>> BEGIN ARTICLE

FIG. 4 provides charts according to parts a) to c) illustrating the evolution of a seismic horizon surface when using the processing method of FIG. 2;

FIG. 5 is a flow chart illustrating the main steps of a processing method according to a preferred embodiment;

FIG. 6 provides charts according to parts a) to c) illustrating notations and conventions used when modeling a seismic horizon surface with a triangle mesh;

FIG. 7 provides charts illustrating specific cases for an edge term encountered when modeling a seismic horizon surface with spline functions;

FIG. 8 is a chart showing examples of B-spline basis functions together with a set of setpoints; and

FIG. 9 provides examples of seismic horizon surfaces according to parts a) and b) obtained when using a triangle mesh and spline functions.

In these figures, identical references from one figure to another designate identical or analogous elements. For reasons of clarity, the elements shown are not to scale, unless explicitly stated otherwise.

DETAILED DESCRIPTION

As discussed above, the present disclosure relates inter alia to a method 30 (FIG. 2) for processing seismic images.

A seismic image represents a picture of the subsoil arising from a seismic exploration survey. The seismic image comprises at least two dimensions which may comprise at least one horizontal dimension (which usually uses a distance scale, expressed, e.g., in meters) and one vertical dimension (which usually uses a distance scale or a time scale, expressed, e.g., in seconds). Hence, the seismic image may correspond to a 3D seismic image (with two horizontal dimensions and one vertical dimension) or to a 2D seismic image (with one horizontal dimension and one vertical dimension).

The seismic image is composed of pixels which may be 2D in case of a 2D seismic image or 3D (voxels) in case of a 3D seismic image. The pixels are regularly distributed according to a horizontal pitch on each horizontal dimension and a vertical pitch on the vertical dimension. The seismic image comprises, along each horizontal dimension:

- a number of columns of pixels which is equal to the quotient of the horizontal extension along this horizontal dimension divided by the horizontal pitch along this horizontal dimension; each column of the seismic image may be referred to as “seismic trace”; and
- a number of pixels per column which is equal to the quotient of the vertical extension divided by the vertical pitch.

Each pixel is associated with a seismic value which may be a gray value, for instance between 0 and 255 (or 65535). Each seismic value is representative of the amplitude of the seismic signal measured for the position associated to the corresponding pixel.

FIG. 1 represents an example of seismic image. The seismic image represented by FIG. 1 is 2D and may correspond to a 2D seismic image or to a 2D section of a 3D seismic image, in a vertical plane comprising one of its horizontal dimensions. As can be seen in FIG. 1, the seismic values highlight the composition of the geological formation, since high amplitude seismic values are usually associated to strong seismic reflectors, which are usually located at the interfaces between geological layers having different acoustic impedances.

FIG. 2 represents schematically the main steps of an exemplary embodiment of a computer-implemented processing method 30 for processing a seismic image.

>> END ARTICLE

◆ TASKS
a – From the seismic image text, list every figure number that is mentioned.
b – Answer these questions using the seismic image text:
(i) What range is given as an example for a pixel's gray value?
(ii) What name may be used for each column of the seismic image?
(iii) Where are strong seismic reflectors usually located?
c – Please write the next part of the seismic image text, starting right after its final sentence.

>> BEGIN EXTRACTED INFORMATION

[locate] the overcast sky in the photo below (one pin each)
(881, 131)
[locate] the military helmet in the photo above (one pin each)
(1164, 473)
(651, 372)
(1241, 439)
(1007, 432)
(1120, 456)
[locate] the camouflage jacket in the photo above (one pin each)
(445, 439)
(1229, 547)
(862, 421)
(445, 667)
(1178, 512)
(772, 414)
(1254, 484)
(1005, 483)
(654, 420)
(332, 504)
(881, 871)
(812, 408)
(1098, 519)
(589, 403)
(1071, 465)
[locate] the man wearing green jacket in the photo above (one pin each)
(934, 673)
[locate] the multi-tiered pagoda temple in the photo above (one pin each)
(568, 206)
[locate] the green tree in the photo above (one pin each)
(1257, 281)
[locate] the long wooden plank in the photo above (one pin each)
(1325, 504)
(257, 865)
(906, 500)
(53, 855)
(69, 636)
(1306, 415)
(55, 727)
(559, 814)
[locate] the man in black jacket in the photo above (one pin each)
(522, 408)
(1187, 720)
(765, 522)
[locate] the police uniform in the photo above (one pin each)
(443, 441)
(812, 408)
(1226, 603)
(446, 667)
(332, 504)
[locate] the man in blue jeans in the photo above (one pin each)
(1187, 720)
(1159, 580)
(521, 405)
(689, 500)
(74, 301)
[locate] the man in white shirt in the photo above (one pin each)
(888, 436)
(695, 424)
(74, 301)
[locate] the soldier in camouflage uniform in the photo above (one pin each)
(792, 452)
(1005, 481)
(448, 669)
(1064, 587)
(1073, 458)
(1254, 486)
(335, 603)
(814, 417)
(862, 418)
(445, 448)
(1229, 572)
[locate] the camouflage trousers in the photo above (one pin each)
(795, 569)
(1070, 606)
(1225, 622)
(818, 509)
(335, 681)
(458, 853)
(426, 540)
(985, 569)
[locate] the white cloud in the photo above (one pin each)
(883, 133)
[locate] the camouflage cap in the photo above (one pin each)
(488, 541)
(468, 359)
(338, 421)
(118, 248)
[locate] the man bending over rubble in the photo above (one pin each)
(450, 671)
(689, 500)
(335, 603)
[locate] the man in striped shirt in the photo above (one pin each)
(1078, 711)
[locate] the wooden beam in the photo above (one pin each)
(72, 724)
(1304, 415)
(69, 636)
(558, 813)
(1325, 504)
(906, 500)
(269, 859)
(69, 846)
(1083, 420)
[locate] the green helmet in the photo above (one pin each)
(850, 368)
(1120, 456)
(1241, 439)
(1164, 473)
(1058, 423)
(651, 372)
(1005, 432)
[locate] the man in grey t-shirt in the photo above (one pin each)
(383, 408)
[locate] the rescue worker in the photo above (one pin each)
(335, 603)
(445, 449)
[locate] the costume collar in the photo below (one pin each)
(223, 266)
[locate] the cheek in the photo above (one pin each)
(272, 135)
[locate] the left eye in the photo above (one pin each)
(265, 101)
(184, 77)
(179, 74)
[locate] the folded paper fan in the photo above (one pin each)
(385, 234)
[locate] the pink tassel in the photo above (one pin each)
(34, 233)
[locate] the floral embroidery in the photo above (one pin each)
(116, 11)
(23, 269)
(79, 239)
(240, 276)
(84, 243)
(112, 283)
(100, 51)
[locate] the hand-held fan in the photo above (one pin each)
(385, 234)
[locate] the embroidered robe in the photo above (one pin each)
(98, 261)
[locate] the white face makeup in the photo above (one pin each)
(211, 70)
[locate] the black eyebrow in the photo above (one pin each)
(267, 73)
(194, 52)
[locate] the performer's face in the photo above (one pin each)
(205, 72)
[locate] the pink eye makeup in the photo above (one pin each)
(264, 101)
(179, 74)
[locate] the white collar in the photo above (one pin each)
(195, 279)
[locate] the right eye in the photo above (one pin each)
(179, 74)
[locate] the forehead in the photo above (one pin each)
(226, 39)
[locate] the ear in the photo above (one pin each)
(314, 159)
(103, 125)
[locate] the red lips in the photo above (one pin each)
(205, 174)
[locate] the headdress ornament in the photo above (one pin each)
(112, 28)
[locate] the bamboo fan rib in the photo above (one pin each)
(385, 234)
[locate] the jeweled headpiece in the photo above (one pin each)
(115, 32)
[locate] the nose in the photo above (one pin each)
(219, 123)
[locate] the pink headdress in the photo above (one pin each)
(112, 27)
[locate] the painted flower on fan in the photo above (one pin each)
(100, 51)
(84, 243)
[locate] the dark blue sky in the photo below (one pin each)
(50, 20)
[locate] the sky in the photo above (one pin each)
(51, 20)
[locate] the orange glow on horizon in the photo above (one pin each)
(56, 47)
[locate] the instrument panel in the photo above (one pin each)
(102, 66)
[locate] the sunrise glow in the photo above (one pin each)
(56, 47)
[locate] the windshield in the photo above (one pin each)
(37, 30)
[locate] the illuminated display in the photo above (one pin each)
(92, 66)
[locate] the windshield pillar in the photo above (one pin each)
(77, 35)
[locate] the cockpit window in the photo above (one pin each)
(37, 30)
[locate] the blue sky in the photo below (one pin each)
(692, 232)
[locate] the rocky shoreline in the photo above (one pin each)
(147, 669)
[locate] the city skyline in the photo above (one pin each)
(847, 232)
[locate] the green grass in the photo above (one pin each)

>> END EXTRACTED INFORMATION

◆ ANSWERS BELOW
a – FIG. 1, FIG. 2, FIG. 4, FIG. 5, FIG. 6, FIG. 7, FIG. 8, FIG. 9

b –
(i) Between 0 and 255 (or 65535).
(ii) A "seismic trace."
(iii) At the interfaces between geological layers having different acoustic impedances.

c –
The processing method 30 is carried out by a computer system (not represented in the figures). In preferred embodiments, the computer system comprises one or more processors (which may belong to a same computer or to different computers) and storage means (magnetic hard disk, optical disk, electronic memory, or any computer readable storage medium) in which a computer program product is stored, in the form of a set of program-code instructions to be executed in order to implement all or part of the steps of the processing method 30. Alternatively, or in combination thereof, the computer system can comprise one or more programmable logic circuits (FPGA, PLD, etc.), and/or one or more specialized integrated circuits (ASIC), etc., adapted for implementing all or part of said steps of the processing method 30. In other words, the computer system comprises a set of means configured by software (specific computer program product) and/or by hardware (processor, FPGA, PLD, ASIC, etc.) to implement the steps of the processing method 30.

As illustrated by FIG. 2, the processing method 30 comprises a step S30 of determining a seismic dip image based on the seismic image.

As the seismic image, the seismic dip image is composed of pixels, and each pixel of the seismic dip image is associated with a local seismic dip which represents the local gradient of the seismic values of the seismic image. Hence, each local seismic dip corresponds to a vector comprising all or part of the partial derivatives of the seismic values of the seismic image. By “local” seismic dip, we mean that the seismic dip computed is for a given pixel or a patch of adjacent pixels. FIG. 3 represents schematically, superimposed on the seismic image, the local seismic dips computed for the seismic image of FIG. 1 for different positions within the seismic image.

The processing method 30 comprises also a step S31 of initializing one or several seismic horizon surfaces. For instance, each seismic horizon surface may be initialized as a horizontal surface having a predetermined vertical position in the vertical dimension of the seismic image. The initialization of a seismic horizon surface depends on how the seismic horizon surface is modeled, which will be discussed hereinafter. In the sequel, for a given point of the seismic horizon surface, we refer by “local orientation” of the seismic horizon surface the direction defined by the axis that intersects the seismic horizon surface at said given point and that is (locally) orthogonal to said seismic horizon surface.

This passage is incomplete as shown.